*** Opening MATERIAL TO PROCESS ***

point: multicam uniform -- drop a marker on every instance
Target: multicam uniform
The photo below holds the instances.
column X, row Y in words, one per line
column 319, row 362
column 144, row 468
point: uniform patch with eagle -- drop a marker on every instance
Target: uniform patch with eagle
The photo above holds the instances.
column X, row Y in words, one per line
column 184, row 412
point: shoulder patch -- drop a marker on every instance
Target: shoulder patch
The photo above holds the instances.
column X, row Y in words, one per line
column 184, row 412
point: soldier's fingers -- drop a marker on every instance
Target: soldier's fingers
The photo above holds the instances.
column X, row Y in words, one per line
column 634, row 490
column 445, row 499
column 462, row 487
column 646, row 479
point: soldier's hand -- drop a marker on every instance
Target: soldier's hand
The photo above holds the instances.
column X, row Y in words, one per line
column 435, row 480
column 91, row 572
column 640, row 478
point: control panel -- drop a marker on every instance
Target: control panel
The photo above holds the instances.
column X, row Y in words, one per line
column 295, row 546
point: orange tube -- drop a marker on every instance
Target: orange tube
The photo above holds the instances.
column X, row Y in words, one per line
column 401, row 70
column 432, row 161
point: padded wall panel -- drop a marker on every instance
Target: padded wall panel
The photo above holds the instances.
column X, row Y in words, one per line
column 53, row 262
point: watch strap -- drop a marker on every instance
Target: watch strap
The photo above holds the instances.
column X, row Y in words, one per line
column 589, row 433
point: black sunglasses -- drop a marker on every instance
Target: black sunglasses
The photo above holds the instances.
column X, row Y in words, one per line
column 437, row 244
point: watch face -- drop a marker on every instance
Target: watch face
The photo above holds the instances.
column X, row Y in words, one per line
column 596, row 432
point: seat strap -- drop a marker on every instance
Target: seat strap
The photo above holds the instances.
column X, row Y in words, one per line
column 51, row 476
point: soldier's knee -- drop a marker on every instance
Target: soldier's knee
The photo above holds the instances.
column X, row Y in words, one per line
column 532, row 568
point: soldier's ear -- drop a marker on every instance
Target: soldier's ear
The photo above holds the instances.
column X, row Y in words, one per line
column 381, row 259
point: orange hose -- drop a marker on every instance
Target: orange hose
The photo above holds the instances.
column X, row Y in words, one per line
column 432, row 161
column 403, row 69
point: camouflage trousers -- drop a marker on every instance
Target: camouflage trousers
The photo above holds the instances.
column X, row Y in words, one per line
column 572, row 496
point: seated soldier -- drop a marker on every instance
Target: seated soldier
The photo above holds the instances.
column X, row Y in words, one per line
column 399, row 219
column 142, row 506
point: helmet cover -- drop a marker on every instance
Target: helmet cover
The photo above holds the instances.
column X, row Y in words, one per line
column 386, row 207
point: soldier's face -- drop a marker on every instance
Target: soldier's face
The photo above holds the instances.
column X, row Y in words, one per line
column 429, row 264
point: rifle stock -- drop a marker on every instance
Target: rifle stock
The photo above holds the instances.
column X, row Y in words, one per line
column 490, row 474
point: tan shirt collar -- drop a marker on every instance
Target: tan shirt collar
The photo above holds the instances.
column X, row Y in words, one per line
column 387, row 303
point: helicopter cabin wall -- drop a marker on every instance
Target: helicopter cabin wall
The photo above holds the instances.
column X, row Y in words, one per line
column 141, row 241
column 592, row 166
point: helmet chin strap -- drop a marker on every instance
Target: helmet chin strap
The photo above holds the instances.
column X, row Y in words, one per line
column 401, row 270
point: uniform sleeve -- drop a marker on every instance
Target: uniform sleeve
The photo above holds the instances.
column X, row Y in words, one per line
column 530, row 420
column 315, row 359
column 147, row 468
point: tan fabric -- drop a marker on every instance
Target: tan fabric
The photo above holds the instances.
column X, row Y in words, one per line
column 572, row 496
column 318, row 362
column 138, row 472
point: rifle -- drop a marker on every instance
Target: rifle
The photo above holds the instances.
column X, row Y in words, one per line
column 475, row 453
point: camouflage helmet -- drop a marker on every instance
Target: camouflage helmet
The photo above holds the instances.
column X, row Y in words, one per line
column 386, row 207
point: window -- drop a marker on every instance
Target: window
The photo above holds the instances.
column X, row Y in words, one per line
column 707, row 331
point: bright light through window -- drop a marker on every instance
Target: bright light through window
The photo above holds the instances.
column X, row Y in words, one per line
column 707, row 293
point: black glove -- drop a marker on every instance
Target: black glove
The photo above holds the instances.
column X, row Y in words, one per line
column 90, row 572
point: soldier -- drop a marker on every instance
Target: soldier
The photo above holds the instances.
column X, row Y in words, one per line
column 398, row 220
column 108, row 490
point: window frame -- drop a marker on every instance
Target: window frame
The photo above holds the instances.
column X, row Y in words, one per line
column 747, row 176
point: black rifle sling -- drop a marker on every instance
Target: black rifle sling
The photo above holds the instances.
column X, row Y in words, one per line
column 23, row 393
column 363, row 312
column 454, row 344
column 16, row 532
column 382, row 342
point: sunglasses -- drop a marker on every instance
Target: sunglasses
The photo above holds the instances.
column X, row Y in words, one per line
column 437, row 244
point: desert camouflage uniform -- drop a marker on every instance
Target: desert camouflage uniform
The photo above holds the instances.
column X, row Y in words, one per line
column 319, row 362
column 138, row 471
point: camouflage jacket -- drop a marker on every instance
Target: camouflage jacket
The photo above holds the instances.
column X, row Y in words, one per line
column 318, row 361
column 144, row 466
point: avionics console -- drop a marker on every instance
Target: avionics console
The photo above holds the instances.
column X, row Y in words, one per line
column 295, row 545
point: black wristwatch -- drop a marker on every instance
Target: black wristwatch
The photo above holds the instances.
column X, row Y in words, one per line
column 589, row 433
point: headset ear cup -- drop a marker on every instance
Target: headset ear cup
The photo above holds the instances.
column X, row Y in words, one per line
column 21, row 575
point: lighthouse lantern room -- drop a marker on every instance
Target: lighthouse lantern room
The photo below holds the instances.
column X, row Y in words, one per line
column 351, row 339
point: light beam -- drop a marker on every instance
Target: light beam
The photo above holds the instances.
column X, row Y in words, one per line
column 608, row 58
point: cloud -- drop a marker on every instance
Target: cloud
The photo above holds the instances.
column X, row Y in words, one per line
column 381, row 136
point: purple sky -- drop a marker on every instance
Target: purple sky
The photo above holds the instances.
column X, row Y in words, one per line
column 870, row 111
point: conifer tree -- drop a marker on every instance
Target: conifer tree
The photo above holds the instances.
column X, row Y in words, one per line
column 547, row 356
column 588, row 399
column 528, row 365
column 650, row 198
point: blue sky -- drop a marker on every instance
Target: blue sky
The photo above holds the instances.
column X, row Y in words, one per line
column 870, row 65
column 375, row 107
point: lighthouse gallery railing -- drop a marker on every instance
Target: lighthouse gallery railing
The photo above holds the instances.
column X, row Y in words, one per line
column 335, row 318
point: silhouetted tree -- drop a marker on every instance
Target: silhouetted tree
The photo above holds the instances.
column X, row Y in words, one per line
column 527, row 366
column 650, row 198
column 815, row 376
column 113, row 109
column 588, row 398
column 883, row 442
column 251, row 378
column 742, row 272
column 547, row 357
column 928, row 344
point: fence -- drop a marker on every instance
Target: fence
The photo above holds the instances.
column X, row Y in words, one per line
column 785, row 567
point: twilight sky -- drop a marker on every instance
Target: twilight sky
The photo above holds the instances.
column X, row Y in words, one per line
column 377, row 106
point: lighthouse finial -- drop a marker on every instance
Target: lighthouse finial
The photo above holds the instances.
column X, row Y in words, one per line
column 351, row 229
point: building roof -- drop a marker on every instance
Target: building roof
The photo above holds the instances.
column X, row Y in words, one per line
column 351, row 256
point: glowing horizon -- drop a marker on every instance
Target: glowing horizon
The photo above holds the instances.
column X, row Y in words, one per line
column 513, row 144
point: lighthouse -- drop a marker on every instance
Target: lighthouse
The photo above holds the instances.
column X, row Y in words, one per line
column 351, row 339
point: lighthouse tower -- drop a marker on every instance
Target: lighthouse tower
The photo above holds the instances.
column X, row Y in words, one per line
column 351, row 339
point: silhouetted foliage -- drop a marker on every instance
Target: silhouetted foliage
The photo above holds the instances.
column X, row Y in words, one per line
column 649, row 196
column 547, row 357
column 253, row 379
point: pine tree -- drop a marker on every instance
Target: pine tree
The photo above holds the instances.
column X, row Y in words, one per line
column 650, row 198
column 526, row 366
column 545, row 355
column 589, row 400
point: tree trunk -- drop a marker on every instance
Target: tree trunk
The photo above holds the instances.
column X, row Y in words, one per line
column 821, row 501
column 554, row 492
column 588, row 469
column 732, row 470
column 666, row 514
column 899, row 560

*** Closing MATERIAL TO PROCESS ***

• WHAT NEEDS TO BE DONE
Tally up the lines in the preceding listing that contain the string "helmet". Respond with the number and nothing else.

• OUTPUT OF THE EXERCISE
6